* RECORDS SHOWN:
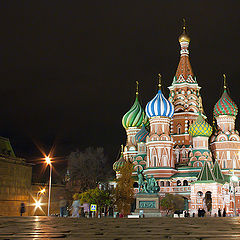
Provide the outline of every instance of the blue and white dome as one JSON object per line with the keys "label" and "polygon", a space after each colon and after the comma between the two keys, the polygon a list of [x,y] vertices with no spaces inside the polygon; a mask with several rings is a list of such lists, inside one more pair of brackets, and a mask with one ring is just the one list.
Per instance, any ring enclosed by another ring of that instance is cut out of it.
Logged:
{"label": "blue and white dome", "polygon": [[157,95],[148,102],[146,106],[146,114],[150,117],[172,117],[174,113],[174,107],[162,94],[161,90],[158,90]]}

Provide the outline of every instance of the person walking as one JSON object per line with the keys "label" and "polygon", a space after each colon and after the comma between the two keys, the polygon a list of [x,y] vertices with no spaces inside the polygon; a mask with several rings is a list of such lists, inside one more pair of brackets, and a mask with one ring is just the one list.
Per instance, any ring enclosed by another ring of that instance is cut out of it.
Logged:
{"label": "person walking", "polygon": [[79,218],[79,208],[80,208],[80,201],[75,198],[72,204],[72,217]]}
{"label": "person walking", "polygon": [[222,216],[222,212],[221,212],[221,209],[219,208],[218,209],[218,217],[221,217]]}
{"label": "person walking", "polygon": [[60,197],[59,207],[60,207],[60,217],[66,216],[67,201],[62,196]]}
{"label": "person walking", "polygon": [[25,204],[21,203],[21,206],[20,206],[20,216],[22,216],[25,212],[26,212]]}

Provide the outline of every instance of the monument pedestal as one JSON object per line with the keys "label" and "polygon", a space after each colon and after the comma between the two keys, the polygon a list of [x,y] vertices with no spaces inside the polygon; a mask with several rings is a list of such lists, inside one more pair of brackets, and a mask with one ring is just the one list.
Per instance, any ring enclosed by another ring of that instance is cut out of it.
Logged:
{"label": "monument pedestal", "polygon": [[136,213],[142,210],[145,217],[161,217],[160,200],[157,193],[138,193],[136,195]]}

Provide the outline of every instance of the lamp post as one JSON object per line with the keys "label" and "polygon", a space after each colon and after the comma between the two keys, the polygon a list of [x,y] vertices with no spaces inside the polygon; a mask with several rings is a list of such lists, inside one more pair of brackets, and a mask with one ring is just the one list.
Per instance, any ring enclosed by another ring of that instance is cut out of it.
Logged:
{"label": "lamp post", "polygon": [[237,210],[236,210],[236,186],[238,183],[238,177],[236,175],[232,175],[231,177],[231,182],[232,182],[232,186],[233,186],[233,202],[234,202],[234,217],[237,216]]}
{"label": "lamp post", "polygon": [[44,194],[45,192],[46,192],[46,189],[45,189],[45,188],[43,188],[42,190],[38,191],[38,192],[37,192],[37,200],[38,200],[39,194]]}
{"label": "lamp post", "polygon": [[48,216],[50,216],[50,201],[51,201],[51,183],[52,183],[52,163],[50,157],[45,157],[47,165],[50,167],[50,174],[49,174],[49,187],[48,187]]}

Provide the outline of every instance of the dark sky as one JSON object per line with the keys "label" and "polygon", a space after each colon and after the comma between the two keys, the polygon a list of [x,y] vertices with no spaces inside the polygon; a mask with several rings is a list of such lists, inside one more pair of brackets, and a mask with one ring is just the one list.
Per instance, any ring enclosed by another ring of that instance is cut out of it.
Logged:
{"label": "dark sky", "polygon": [[103,146],[114,161],[135,81],[144,107],[159,72],[168,96],[183,17],[209,120],[223,73],[239,106],[239,11],[229,0],[1,1],[0,135],[29,161],[41,157],[34,142],[56,143],[57,156]]}

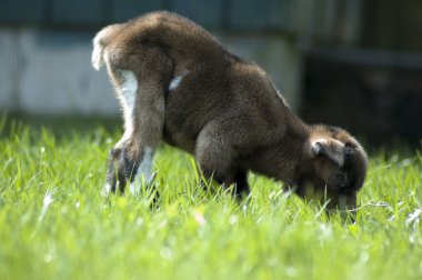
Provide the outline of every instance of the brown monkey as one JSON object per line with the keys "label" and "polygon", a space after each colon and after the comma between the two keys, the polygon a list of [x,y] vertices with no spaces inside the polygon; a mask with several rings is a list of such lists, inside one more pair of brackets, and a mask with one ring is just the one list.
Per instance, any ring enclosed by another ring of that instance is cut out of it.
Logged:
{"label": "brown monkey", "polygon": [[[153,12],[102,29],[92,64],[107,64],[125,131],[110,152],[107,189],[132,191],[151,180],[161,140],[195,156],[204,173],[248,193],[251,170],[284,181],[301,197],[325,194],[354,207],[366,156],[346,131],[302,122],[267,73],[204,29]],[[138,179],[137,179],[138,178]]]}

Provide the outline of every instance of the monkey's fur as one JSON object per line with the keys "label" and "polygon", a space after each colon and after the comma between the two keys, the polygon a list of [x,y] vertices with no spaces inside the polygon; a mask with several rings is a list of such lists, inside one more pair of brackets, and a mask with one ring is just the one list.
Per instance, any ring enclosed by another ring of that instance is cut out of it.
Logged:
{"label": "monkey's fur", "polygon": [[145,150],[164,140],[194,154],[205,177],[235,183],[235,194],[249,192],[251,170],[301,197],[326,196],[330,208],[355,206],[366,173],[359,142],[342,129],[302,122],[262,69],[198,24],[153,12],[105,27],[93,43],[93,66],[107,64],[125,120],[109,156],[111,191],[123,192]]}

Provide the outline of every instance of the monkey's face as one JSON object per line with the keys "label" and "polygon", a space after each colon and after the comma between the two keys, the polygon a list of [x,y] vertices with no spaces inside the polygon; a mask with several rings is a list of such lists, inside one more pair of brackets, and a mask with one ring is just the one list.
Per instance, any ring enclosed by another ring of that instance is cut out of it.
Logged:
{"label": "monkey's face", "polygon": [[328,209],[354,209],[366,174],[366,154],[344,130],[318,126],[308,152],[311,172],[299,183],[302,197],[328,201]]}

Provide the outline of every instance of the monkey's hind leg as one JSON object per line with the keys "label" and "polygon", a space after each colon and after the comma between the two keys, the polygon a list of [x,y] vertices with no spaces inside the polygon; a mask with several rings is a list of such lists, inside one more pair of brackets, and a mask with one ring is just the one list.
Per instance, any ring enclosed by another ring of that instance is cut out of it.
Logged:
{"label": "monkey's hind leg", "polygon": [[170,62],[159,50],[140,52],[130,58],[130,66],[120,64],[122,59],[114,64],[108,61],[124,113],[124,134],[109,158],[107,188],[111,191],[123,192],[130,183],[130,191],[138,193],[152,182],[152,159],[162,138]]}

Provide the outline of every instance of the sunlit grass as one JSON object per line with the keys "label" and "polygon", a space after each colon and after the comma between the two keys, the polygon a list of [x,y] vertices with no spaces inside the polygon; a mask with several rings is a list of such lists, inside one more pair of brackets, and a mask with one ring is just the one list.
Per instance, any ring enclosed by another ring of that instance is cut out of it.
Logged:
{"label": "sunlit grass", "polygon": [[192,158],[165,146],[157,208],[148,191],[107,199],[117,133],[0,120],[0,279],[422,279],[420,152],[371,154],[348,223],[253,174],[241,203],[204,191]]}

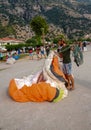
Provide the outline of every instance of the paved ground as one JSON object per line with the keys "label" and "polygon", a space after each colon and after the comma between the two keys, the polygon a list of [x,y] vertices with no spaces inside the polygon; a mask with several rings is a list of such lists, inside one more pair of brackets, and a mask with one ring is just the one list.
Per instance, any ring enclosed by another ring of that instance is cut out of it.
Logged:
{"label": "paved ground", "polygon": [[0,63],[0,130],[91,130],[91,47],[84,64],[73,63],[75,90],[58,103],[18,103],[8,95],[12,78],[36,73],[44,59]]}

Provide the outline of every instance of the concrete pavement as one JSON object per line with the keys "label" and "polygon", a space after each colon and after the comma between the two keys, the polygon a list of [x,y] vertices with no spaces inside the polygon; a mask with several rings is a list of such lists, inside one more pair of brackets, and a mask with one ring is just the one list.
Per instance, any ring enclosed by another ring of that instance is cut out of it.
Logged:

* SET EXERCISE: Go through the material above and print all of it exactly, except the pictures.

* ANSWER TO THE EXERCISE:
Provide the outline of every instance of the blue and white dome as one JSON object per line with the keys "label" and "polygon", a space after each colon and after the comma between the two keys, the polygon a list of [x,y] vertices with no spaces inside the polygon; a mask with several rings is a list of such lists, inside one more pair of brackets, and a mask with one ring is just the one list.
Per instance, any ring enclosed by another ring of that instance is cut out of it.
Logged:
{"label": "blue and white dome", "polygon": [[157,95],[148,102],[146,106],[146,114],[150,117],[172,117],[174,113],[174,107],[162,94],[161,90],[158,90]]}

Provide the outline of every instance of the person walking as one JSON object per line with the keys "label" and "polygon", a space after each colon and after the comma between the two keys, the polygon a list of [x,y] vertices with no spaces inside the polygon; a mask with several rings is a list of such lists, inside one more pair of brackets, and a mask with one ring is just the one list.
Per instance, any ring enclosed by another ring of that instance is cut out of it.
Logged:
{"label": "person walking", "polygon": [[79,218],[79,208],[80,208],[80,201],[75,198],[72,204],[72,217]]}
{"label": "person walking", "polygon": [[222,216],[222,212],[221,212],[221,209],[219,208],[218,209],[218,217],[221,217]]}
{"label": "person walking", "polygon": [[60,197],[59,207],[60,207],[60,217],[66,216],[67,201],[62,196]]}
{"label": "person walking", "polygon": [[25,204],[21,203],[21,206],[20,206],[20,216],[22,216],[25,212],[26,212]]}

Provide the outline of every instance of the monument pedestal as one JSON object per line with the keys "label" and "polygon", a space after each colon and after the comma between the two keys, the polygon a list of [x,y] vertices with no spaces inside the polygon; a mask with several rings is a list of such lists, inside one more pair of brackets, and a mask with one ring is just the one list.
Per instance, any ring enclosed by another ring of that instance is cut out of it.
Logged:
{"label": "monument pedestal", "polygon": [[136,213],[142,210],[145,217],[161,217],[160,200],[157,193],[138,193],[136,195]]}

Provide the outline of every instance of the lamp post as one JSON object per line with the keys "label" and "polygon", a space after each colon and after the comma between the two keys, the polygon a list of [x,y] vertices with no spaces inside the polygon; a mask with several rings is a list of such lists, inside one more pair of brackets, and a mask with one ring is just the one list.
Per instance, any ring enclosed by another ring of that instance is cut out of it.
Logged:
{"label": "lamp post", "polygon": [[237,210],[236,210],[236,186],[238,183],[238,177],[236,175],[232,175],[231,177],[231,182],[232,182],[232,186],[233,186],[233,202],[234,202],[234,217],[237,216]]}
{"label": "lamp post", "polygon": [[44,194],[45,192],[46,192],[46,189],[45,189],[45,188],[43,188],[42,190],[38,191],[38,192],[37,192],[37,200],[38,200],[39,194]]}
{"label": "lamp post", "polygon": [[48,216],[50,216],[50,201],[51,201],[51,183],[52,183],[52,163],[50,157],[45,157],[47,165],[50,167],[50,174],[49,174],[49,187],[48,187]]}

Provide the outline of every instance of the dark sky as one JSON object per line with the keys "label" and "polygon", a space after each colon and after the comma between the two keys, the polygon a list of [x,y] vertices with no spaces inside the polygon; a mask with several rings is a list of such lists, inside one more pair of brackets, and a mask with one ring is just the one list.
Per instance, any ring enclosed by another ring of that instance is cut out of it.
Logged:
{"label": "dark sky", "polygon": [[103,146],[114,161],[135,81],[144,107],[159,72],[168,96],[183,17],[209,120],[223,73],[239,106],[239,11],[229,0],[1,1],[0,135],[29,161],[41,157],[34,142],[56,143],[57,156]]}

Provide the outline of every instance of the brown monkey as one JSON object per line with the keys "label" and "polygon", a space after each colon and after the comma between the two keys, the polygon a list of [x,y] vertices with no spaces inside the polygon; a mask with several rings is a list of such lists, inside one more pair of brackets, and a mask with one ring is just the one list.
Per instance, any ring enclosed by another ring of that instance is cut out of it.
Logged:
{"label": "brown monkey", "polygon": [[[153,12],[102,29],[92,64],[107,64],[125,131],[110,152],[107,189],[132,191],[151,180],[161,140],[195,156],[204,173],[248,193],[251,170],[284,181],[301,197],[325,194],[354,207],[366,156],[346,131],[302,122],[267,73],[204,29]],[[138,179],[137,179],[138,178]]]}

Provide the outline of every instance of the monkey's fur as one JSON object per line with the keys "label" and "polygon", a space after each colon and after the comma between the two keys, the polygon a list of [x,y] vertices with no spaces inside the polygon; a mask with several rings is a list of such lists, inside one more pair of brackets, and a mask with one ring is just the one list.
Per instance, any ring enclosed by another ring of that instance is cut out of it.
Logged:
{"label": "monkey's fur", "polygon": [[145,150],[164,140],[194,154],[205,177],[235,183],[235,194],[249,192],[251,170],[301,197],[326,196],[330,208],[355,206],[366,173],[359,142],[342,129],[302,122],[262,69],[198,24],[153,12],[105,27],[93,43],[93,66],[107,64],[125,120],[109,156],[111,191],[123,192]]}

Provide the outline of every instance of the monkey's face as one JSON object per line with the keys "label" and "polygon", a space after each colon and after the comma between the two keys, the polygon a list of [x,y] vertices with no spaces inside the polygon; a mask with several rings is a list of such lists, inside one more pair of brackets, and a mask with one ring is just the one list.
Per instance, any ring enclosed by another ring of that instance is cut out of it.
Logged:
{"label": "monkey's face", "polygon": [[328,209],[354,209],[366,174],[366,154],[344,130],[318,126],[308,152],[311,172],[299,183],[302,197],[328,201]]}

Provide the outline of every instance of the monkey's hind leg as one JSON object per line with the keys "label" and "polygon", a space after each colon and after the comma between the two keys, the polygon a list of [x,y] vertices with no spaces inside the polygon; a mask with several rings is a list of such lists, inside one more pair of brackets, and a mask with one ring is just the one list.
Per instance, any ring enclosed by another ring of that instance is cut out of it.
Logged:
{"label": "monkey's hind leg", "polygon": [[170,62],[159,50],[140,52],[130,58],[130,66],[120,64],[122,59],[114,64],[108,61],[124,113],[124,134],[109,158],[107,188],[111,191],[123,192],[130,183],[130,191],[138,193],[152,182],[152,159],[162,138]]}

Provide the outline of every instance of the sunlit grass as one JSON object per line with the keys "label" and "polygon", a space after each colon and after the comma between the two keys, the polygon a list of [x,y] vertices with no spaces inside the polygon; a mask with several rings is a list of such lists, inside one more pair of brackets, and a mask with one ring is just the one list.
Per instance, any ring enclosed by another ring of that instance is cut out of it.
Logged:
{"label": "sunlit grass", "polygon": [[192,158],[165,146],[157,208],[148,191],[107,199],[117,133],[0,120],[0,279],[422,279],[420,152],[371,154],[348,223],[253,174],[241,203],[204,191]]}

Provide the outline of every instance of the paved ground as one JSON object per line with the keys "label" and "polygon", a space after each colon and after the comma between the two keys, the polygon a list of [x,y] vertices with no spaces inside the polygon; a mask with several rings is a list of such lists, inside one more pair of brackets, and a mask with one ring is just the one list.
Per instance, any ring enclosed by another ring of that instance is cut out of it.
Logged:
{"label": "paved ground", "polygon": [[0,63],[0,130],[91,130],[91,47],[84,64],[73,63],[75,90],[58,103],[18,103],[8,95],[12,78],[36,73],[44,59]]}

Provide the outline of every instance of the concrete pavement as one JSON object per line with the keys "label" and "polygon", a space after each colon and after the comma between the two keys, the polygon a list of [x,y] vertices with no spaces inside the polygon; a mask with several rings is a list of such lists, inside one more pair of brackets, and a mask with one ring is just the one list.
Per instance, any ring enclosed by another ring of that instance is cut out of it.
Logged:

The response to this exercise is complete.